[Items listed in a dataset]
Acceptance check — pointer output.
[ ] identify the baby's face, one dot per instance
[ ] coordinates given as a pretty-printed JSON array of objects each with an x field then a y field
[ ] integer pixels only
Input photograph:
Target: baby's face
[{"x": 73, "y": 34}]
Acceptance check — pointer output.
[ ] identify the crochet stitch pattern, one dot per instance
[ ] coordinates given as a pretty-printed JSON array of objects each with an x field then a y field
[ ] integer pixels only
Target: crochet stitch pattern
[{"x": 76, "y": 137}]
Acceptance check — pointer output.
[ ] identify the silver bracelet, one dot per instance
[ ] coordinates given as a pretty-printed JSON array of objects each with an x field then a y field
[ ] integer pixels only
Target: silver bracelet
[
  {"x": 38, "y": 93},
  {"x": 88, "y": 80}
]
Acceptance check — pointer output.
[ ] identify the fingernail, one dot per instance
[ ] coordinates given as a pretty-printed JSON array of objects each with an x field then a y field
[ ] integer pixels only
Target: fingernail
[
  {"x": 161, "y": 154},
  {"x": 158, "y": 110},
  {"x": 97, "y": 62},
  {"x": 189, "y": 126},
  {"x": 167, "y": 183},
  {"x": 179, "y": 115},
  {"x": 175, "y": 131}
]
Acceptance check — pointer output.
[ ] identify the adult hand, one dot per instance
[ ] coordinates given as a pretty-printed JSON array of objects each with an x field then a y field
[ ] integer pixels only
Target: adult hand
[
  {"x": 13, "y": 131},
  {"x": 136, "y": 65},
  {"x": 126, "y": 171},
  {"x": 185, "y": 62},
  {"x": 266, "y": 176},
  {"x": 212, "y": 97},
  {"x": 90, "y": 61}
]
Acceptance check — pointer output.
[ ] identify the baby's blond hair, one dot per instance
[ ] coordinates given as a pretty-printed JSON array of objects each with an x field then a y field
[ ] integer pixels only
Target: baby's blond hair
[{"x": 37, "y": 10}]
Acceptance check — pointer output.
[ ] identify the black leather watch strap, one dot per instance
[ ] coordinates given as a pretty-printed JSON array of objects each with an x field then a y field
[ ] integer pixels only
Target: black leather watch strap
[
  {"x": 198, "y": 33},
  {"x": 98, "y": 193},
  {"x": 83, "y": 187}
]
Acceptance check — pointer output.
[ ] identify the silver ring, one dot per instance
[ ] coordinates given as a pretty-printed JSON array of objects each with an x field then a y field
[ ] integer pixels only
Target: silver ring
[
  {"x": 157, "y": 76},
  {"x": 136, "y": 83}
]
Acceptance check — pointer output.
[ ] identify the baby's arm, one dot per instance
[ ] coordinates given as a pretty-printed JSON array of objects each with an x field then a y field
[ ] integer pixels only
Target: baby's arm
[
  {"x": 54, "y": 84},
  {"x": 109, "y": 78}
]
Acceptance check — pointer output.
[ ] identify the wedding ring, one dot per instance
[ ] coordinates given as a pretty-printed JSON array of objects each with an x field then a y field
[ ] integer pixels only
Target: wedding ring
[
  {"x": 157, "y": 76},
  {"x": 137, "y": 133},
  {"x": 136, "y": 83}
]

◆ What you should do ◆
Take the entries and copy them out exactly.

◆ Response to this task ◆
Acceptance check — pointer output.
[ ] identify the baby's face, one dot per instance
[ ] coordinates given as a pretty-printed JSON array of objects each with an x field then a y field
[ ] integer pixels only
Input photograph:
Target: baby's face
[{"x": 73, "y": 34}]
Acceptance check — pointer output.
[ ] identify the crochet stitch pattern, one dot per instance
[ ] coordinates given as a pretty-printed JSON array of objects each with an x field then a y field
[ ] integer pixels only
Target: crochet stitch pattern
[{"x": 76, "y": 137}]
Acceptance check — pointer output.
[ ] identify the silver bracelet, one dot per instance
[ ] coordinates given as a pretty-printed JSON array of objects each with an x field then a y field
[ ] integer pixels only
Target: silver bracelet
[
  {"x": 38, "y": 93},
  {"x": 88, "y": 80}
]
Acceptance check — pointer output.
[ ] identify the fingernail, one dot per instance
[ ] coordinates given as a pretty-printed JSON array of objects each with an x field then a y field
[ ] integer pixels only
Target: fingernail
[
  {"x": 161, "y": 154},
  {"x": 158, "y": 110},
  {"x": 97, "y": 62},
  {"x": 189, "y": 126},
  {"x": 167, "y": 183},
  {"x": 179, "y": 115},
  {"x": 175, "y": 131}
]
Acceptance check — pointer output.
[ ] identify the adult hand, one dot per instance
[ ] coordinates given as a pretty-printed JSON array of objects each with an x field then a y field
[ ] integer pixels only
Target: adult hand
[
  {"x": 13, "y": 131},
  {"x": 136, "y": 65},
  {"x": 126, "y": 171},
  {"x": 185, "y": 62},
  {"x": 266, "y": 176},
  {"x": 212, "y": 97},
  {"x": 90, "y": 61}
]
Acceptance check — pointer output.
[ ] identify the baby's blond hair, one dot per instance
[ ] coordinates given as a pretty-printed JSON array of objects each with an x field then a y field
[ ] integer pixels only
Target: baby's blond hair
[{"x": 37, "y": 10}]
Acceptance check — pointer output.
[ ] identify the black leather watch strap, one dot per instance
[ ] coordinates given as a pretty-printed JSON array of objects each with an x field then a y field
[ ] integer pixels only
Target: black leather watch strap
[
  {"x": 198, "y": 33},
  {"x": 98, "y": 193},
  {"x": 83, "y": 187}
]
Acceptance check — pointer output.
[ ] identify the silver ring, one dot per instance
[ ] coordinates given as a pretty-printed JSON array of objects each with an x field then a y field
[ ] integer pixels only
Target: silver ring
[
  {"x": 157, "y": 76},
  {"x": 136, "y": 83}
]
Acceptance check — pointer output.
[ ] identify the baby's arm, one dot per instance
[ ] coordinates given as a pretty-printed JSON array of objects each with an x field then a y field
[ ] integer pixels only
Target: baby's arm
[
  {"x": 54, "y": 84},
  {"x": 109, "y": 78}
]
Acceptance check — pointer output.
[ ] identify the wedding ring, one dot per instance
[ ] coordinates given as a pretty-printed JSON array of objects each with an x field then a y field
[ ] integer pixels only
Target: wedding ring
[
  {"x": 157, "y": 76},
  {"x": 137, "y": 133},
  {"x": 136, "y": 83}
]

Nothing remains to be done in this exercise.